* [Short exercise]
From the records below, pull out every line from the one containing "leaf, I would be grateful." up to and including the one containing "[[0,169],[0,181],[21,195],[77,195],[84,180],[66,166],[12,163]]", and reproduce them without any change.

* [The data]
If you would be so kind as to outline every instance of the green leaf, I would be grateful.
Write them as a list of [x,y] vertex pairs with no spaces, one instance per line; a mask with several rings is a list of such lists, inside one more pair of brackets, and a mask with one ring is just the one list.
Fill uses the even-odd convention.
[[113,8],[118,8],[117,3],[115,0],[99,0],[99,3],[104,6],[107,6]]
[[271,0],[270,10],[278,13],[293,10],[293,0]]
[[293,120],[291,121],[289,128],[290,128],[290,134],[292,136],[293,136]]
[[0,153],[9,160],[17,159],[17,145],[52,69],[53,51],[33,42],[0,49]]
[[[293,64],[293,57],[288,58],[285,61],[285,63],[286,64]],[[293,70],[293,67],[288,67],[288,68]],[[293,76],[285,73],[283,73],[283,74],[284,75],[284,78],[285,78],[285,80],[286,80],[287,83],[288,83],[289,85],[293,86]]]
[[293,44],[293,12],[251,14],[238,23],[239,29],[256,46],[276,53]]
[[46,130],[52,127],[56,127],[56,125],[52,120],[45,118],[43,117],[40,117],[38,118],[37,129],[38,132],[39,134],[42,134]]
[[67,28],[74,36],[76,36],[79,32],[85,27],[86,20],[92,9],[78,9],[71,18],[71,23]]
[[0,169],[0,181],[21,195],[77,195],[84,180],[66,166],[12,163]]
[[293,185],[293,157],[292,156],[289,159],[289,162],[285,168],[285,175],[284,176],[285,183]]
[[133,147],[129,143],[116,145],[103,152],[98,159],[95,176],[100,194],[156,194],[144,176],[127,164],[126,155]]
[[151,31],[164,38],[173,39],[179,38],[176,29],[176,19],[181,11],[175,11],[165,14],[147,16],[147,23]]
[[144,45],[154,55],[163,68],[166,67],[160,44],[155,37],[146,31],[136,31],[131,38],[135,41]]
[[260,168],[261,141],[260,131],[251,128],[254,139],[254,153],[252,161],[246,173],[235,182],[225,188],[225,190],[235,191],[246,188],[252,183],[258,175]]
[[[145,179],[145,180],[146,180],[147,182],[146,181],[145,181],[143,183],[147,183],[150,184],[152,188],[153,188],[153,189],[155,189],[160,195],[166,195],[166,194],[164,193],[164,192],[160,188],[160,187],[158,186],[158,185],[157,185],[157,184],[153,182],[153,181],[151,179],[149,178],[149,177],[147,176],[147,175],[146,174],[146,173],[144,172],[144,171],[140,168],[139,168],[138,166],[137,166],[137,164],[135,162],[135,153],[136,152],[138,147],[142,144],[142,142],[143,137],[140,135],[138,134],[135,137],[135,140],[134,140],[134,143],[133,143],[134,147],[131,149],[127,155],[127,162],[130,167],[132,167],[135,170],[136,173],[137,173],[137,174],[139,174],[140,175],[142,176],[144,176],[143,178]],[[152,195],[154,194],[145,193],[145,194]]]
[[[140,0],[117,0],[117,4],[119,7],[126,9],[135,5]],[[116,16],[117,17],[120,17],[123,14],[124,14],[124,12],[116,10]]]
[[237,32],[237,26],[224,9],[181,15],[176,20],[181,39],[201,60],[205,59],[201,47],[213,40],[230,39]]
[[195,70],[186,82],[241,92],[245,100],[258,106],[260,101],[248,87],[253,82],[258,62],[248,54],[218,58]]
--
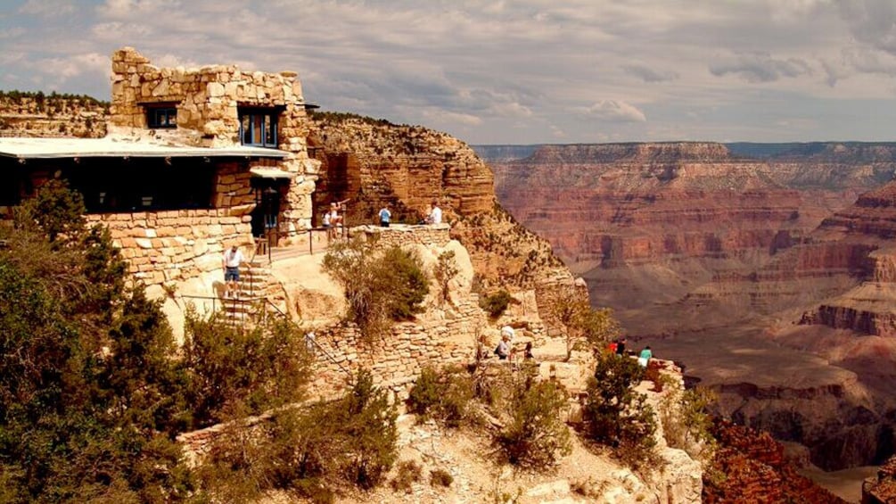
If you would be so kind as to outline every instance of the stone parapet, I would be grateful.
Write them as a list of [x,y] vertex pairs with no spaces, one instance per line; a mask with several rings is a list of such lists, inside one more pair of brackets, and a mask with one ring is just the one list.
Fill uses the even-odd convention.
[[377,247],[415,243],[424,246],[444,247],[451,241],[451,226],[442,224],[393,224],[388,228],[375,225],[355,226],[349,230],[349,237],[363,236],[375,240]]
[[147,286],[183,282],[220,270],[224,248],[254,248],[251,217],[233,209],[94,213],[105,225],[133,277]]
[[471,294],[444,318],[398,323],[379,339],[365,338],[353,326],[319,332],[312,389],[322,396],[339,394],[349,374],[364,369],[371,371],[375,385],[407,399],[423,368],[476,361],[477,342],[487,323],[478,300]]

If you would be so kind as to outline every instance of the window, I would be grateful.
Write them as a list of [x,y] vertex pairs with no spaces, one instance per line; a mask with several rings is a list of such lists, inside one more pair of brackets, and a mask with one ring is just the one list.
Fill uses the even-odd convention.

* [Result]
If you would be so kind as to outline every instance of the green leaf, I would be grateful.
Write them as a list of [x,y] vertex pairs with no spaces, one instance per line; a mask with several rings is a list of such lists, inside one more pair of brackets, and a mask with one ring is just the one list.
Fill uses the even-odd convention.
[[113,8],[118,8],[117,3],[115,0],[99,0],[99,3],[104,6],[107,6]]
[[271,0],[270,10],[278,13],[293,10],[293,0]]
[[293,120],[291,121],[289,128],[290,128],[290,134],[292,136],[293,136]]
[[0,153],[9,160],[17,159],[17,145],[52,69],[53,51],[33,42],[0,49]]
[[[293,64],[293,57],[288,58],[285,61],[285,63],[286,64]],[[293,70],[293,67],[288,67],[288,68]],[[293,76],[285,73],[283,73],[283,74],[284,75],[284,78],[285,78],[285,80],[286,80],[287,83],[288,83],[289,85],[293,86]]]
[[293,44],[293,12],[251,14],[238,23],[239,29],[256,46],[276,53]]
[[46,130],[52,127],[56,127],[56,125],[52,120],[45,118],[43,117],[40,117],[38,118],[37,129],[38,132],[39,134],[42,134]]
[[67,28],[74,36],[76,36],[79,32],[85,27],[86,20],[92,9],[78,9],[71,18],[71,23]]
[[0,169],[0,181],[21,195],[77,195],[84,180],[66,166],[12,163]]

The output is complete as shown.